Task goal
Report each line of the records below that contains the word "diving", copying every such line in full.

Entries supplied
************

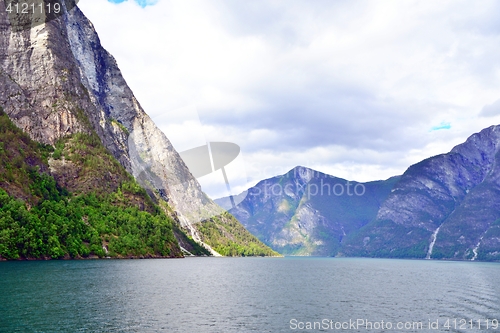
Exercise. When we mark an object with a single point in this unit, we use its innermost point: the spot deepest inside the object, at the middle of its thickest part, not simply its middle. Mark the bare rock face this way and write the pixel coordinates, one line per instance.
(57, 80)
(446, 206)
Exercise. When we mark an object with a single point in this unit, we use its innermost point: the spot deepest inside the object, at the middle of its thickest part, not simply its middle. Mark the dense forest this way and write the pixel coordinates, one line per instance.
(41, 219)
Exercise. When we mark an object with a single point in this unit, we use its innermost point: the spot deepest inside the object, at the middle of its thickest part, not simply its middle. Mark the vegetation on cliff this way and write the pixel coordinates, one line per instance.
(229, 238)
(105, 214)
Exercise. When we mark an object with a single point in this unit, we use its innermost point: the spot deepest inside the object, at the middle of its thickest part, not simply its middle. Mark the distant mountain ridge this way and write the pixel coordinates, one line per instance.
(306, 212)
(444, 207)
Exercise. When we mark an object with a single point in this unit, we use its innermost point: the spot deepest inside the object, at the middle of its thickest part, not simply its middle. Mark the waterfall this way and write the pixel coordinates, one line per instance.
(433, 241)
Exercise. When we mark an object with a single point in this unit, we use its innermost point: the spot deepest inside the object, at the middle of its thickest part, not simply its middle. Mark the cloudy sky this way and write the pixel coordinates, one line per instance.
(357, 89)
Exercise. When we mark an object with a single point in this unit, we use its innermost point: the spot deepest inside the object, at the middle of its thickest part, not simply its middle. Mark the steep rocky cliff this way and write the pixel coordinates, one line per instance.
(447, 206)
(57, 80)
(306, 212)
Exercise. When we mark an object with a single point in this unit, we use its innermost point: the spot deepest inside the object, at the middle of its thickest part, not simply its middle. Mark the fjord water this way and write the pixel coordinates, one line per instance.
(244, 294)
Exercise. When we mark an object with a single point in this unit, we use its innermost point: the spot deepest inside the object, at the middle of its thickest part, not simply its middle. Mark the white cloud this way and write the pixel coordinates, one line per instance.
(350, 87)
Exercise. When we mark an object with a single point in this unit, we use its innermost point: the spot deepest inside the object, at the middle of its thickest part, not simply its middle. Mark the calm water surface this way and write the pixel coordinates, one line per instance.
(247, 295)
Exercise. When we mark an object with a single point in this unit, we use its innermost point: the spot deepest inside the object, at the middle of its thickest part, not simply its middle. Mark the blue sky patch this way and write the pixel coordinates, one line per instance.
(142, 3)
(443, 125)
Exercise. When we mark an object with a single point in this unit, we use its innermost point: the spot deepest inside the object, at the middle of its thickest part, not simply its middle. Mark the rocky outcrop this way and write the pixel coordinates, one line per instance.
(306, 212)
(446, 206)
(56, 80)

************

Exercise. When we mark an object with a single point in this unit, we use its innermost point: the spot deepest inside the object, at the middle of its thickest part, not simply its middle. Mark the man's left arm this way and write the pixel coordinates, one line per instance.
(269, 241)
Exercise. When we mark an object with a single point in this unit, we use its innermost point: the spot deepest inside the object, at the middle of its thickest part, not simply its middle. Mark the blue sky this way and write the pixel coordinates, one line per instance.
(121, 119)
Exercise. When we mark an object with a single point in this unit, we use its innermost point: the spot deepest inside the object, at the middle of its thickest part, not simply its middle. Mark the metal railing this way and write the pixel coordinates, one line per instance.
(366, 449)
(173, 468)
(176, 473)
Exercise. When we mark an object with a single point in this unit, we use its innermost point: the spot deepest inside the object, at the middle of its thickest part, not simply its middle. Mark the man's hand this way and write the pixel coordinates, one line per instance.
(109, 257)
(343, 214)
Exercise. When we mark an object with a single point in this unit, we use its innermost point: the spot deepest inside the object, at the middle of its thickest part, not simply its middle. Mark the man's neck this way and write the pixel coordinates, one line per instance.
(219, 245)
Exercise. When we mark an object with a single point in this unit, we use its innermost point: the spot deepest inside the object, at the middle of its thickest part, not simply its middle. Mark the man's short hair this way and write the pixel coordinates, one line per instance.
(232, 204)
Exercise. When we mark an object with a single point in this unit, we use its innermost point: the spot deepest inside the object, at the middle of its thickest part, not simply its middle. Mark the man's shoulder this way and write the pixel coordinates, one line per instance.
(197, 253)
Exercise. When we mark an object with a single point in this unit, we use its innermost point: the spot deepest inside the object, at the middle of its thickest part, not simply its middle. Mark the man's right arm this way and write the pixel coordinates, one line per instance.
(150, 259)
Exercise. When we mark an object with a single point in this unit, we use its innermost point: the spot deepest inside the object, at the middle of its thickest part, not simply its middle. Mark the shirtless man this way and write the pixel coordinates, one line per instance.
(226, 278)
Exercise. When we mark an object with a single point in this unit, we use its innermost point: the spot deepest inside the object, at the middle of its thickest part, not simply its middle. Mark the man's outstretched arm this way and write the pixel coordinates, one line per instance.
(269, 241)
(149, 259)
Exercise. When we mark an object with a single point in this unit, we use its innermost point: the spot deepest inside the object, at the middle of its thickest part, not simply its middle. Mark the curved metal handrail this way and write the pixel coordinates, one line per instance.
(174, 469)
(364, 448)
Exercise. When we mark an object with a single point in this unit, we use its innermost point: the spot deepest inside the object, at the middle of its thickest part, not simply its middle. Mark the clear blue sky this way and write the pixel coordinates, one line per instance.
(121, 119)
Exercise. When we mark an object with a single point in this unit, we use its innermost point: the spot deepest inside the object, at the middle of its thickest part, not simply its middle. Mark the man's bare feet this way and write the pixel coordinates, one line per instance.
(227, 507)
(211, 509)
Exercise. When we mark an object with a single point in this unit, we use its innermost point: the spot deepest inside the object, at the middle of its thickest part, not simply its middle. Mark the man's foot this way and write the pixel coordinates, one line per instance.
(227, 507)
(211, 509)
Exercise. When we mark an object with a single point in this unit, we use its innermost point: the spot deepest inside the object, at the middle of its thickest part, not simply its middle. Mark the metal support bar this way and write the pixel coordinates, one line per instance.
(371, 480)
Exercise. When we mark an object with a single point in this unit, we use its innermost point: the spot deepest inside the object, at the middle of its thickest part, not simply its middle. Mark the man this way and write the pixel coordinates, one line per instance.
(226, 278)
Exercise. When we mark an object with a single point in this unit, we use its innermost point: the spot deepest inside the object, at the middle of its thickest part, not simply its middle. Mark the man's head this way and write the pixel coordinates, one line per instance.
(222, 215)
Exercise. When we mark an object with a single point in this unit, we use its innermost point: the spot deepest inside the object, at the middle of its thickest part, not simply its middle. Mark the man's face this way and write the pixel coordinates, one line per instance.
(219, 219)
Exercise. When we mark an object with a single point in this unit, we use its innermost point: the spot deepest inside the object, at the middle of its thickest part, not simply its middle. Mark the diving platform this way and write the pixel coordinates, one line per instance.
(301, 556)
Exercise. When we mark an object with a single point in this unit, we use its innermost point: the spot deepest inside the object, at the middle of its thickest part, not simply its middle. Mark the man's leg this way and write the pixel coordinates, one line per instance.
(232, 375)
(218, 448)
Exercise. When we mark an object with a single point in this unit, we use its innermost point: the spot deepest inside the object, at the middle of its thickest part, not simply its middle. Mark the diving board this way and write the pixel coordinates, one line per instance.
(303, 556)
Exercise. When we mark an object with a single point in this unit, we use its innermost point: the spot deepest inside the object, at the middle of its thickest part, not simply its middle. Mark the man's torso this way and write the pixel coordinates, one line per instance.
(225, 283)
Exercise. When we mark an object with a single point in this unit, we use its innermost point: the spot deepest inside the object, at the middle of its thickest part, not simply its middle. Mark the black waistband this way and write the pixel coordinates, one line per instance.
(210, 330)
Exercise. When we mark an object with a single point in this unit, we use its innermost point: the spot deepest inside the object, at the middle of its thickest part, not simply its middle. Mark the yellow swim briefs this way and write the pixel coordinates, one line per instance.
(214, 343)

************

Final result
Exercise. When we mark an object with a single point in this unit, we use its innermost point: the spot deepest inside the object, at the middle of its thickest part, not simply its middle. Mark the diving platform this way and write the pixel coordinates, one line per instance.
Exercise. When we mark an object with a single point in this unit, we use its innermost point: the spot deepest inside the object, at the middle of its thickest part, not simply its middle. Mark the diving board this way and write the pixel coordinates, one line per instance.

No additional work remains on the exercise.